*** Opening of Extract provided ***

Finding the Right Fit in Drug Discovery

zuhair

After completing a Biological Chemistry Specialist at UTM, Zuhair Ahmed joined the labs of Scott Prosser and Amanda Hargrove in 2023 to pursue a PhD in Chemical Biology, Medicinal Chemistry, and Biophysical Chemistry. With the support of the CPS Teaching Fellowship, Zuhair introduced computational screening into the 3rd-year Techniques in Biological Chemistry I course – often the first exposure undergraduates have to modern methods in drug discovery. Here, students complete a docking module to computationally simulate drug-target interactions – a key first step in most discovery pipelines. However, unlike industrial pipelines that screen millions of compounds, software limitations restrict the module’s scope to just a handful of drugs. Thus, Zuhair wanted to introduce students to 1) screening libraries of drugs computationally, 2) identifying top performers, and 3) suggesting routes for improving them.

To investigate which chemical groups on a molecule contribute to target engagement, students use an open-source program called AutoDock Vina to simulate binding and evaluate therapeutic potential. However, the software’s manual operation through command prompt limits throughput, requiring individual commands for each ligand-target pair. To streamline the process, Zuhair introduced PaDEL-ADV – an open-source application with a user-friendly interface that automates Vina, enabling high-throughput docking and ranking of compound libraries. The integration of PaDEL-ADV at no additional cost shifted the students’ focus to understanding patterns and key chemical motifs that make a potent therapeutic tailored to their target. Together with the course instructor, Qirat Ashraf, he also modified assessments to prompt students to propose novel compounds and consider target flexibility.

As docking is an essential first step in drug discovery, experience with these computational tools is vital in medicinal chemistry. As part of Zuhair’s pedagogic project, students are encouraged to engage in analytical thinking that will prepare them for both academic and industrial careers in pharmaceutical development.

*** Close of Extract provided ***
*** Opening of Material shown ***

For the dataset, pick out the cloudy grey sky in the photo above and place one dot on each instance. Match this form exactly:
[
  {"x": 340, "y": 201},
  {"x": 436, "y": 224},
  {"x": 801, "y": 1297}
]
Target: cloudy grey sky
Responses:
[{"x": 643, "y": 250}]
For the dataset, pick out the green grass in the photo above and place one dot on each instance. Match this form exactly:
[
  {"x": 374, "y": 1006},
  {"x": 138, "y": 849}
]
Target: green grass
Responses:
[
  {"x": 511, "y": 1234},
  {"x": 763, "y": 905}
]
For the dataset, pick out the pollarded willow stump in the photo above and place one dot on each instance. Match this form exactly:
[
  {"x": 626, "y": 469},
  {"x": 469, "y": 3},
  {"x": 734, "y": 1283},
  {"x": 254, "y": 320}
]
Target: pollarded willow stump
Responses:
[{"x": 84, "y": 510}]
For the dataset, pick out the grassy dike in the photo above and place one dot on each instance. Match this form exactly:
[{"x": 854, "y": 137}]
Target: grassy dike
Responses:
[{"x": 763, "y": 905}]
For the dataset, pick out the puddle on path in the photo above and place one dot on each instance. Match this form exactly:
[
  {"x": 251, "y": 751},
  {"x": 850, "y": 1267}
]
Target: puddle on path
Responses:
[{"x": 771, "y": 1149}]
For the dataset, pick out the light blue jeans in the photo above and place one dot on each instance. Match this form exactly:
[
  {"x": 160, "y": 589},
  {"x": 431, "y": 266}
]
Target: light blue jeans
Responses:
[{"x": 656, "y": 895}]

*** Close of Material shown ***

**Task directions:**
Write out the full article on docking in drug discovery word for word. Please rely only on the article about docking in drug discovery, not on the rows.

**Solution below:**
Finding the Right Fit in Drug Discovery

zuhair

After completing a Biological Chemistry Specialist at UTM, Zuhair Ahmed joined the labs of Scott Prosser and Amanda Hargrove in 2023 to pursue a PhD in Chemical Biology, Medicinal Chemistry, and Biophysical Chemistry. With the support of the CPS Teaching Fellowship, Zuhair introduced computational screening into the 3rd-year Techniques in Biological Chemistry I course – often the first exposure undergraduates have to modern methods in drug discovery. Here, students complete a docking module to computationally simulate drug-target interactions – a key first step in most discovery pipelines. However, unlike industrial pipelines that screen millions of compounds, software limitations restrict the module’s scope to just a handful of drugs. Thus, Zuhair wanted to introduce students to 1) screening libraries of drugs computationally, 2) identifying top performers, and 3) suggesting routes for improving them.

To investigate which chemical groups on a molecule contribute to target engagement, students use an open-source program called AutoDock Vina to simulate binding and evaluate therapeutic potential. However, the software’s manual operation through command prompt limits throughput, requiring individual commands for each ligand-target pair. To streamline the process, Zuhair introduced PaDEL-ADV – an open-source application with a user-friendly interface that automates Vina, enabling high-throughput docking and ranking of compound libraries. The integration of PaDEL-ADV at no additional cost shifted the students’ focus to understanding patterns and key chemical motifs that make a potent therapeutic tailored to their target. Together with the course instructor, Qirat Ashraf, he also modified assessments to prompt students to propose novel compounds and consider target flexibility.

As docking is an essential first step in drug discovery, experience with these computational tools is vital in medicinal chemistry. As part of Zuhair’s pedagogic project, students are encouraged to engage in analytical thinking that will prepare them for both academic and industrial careers in pharmaceutical development.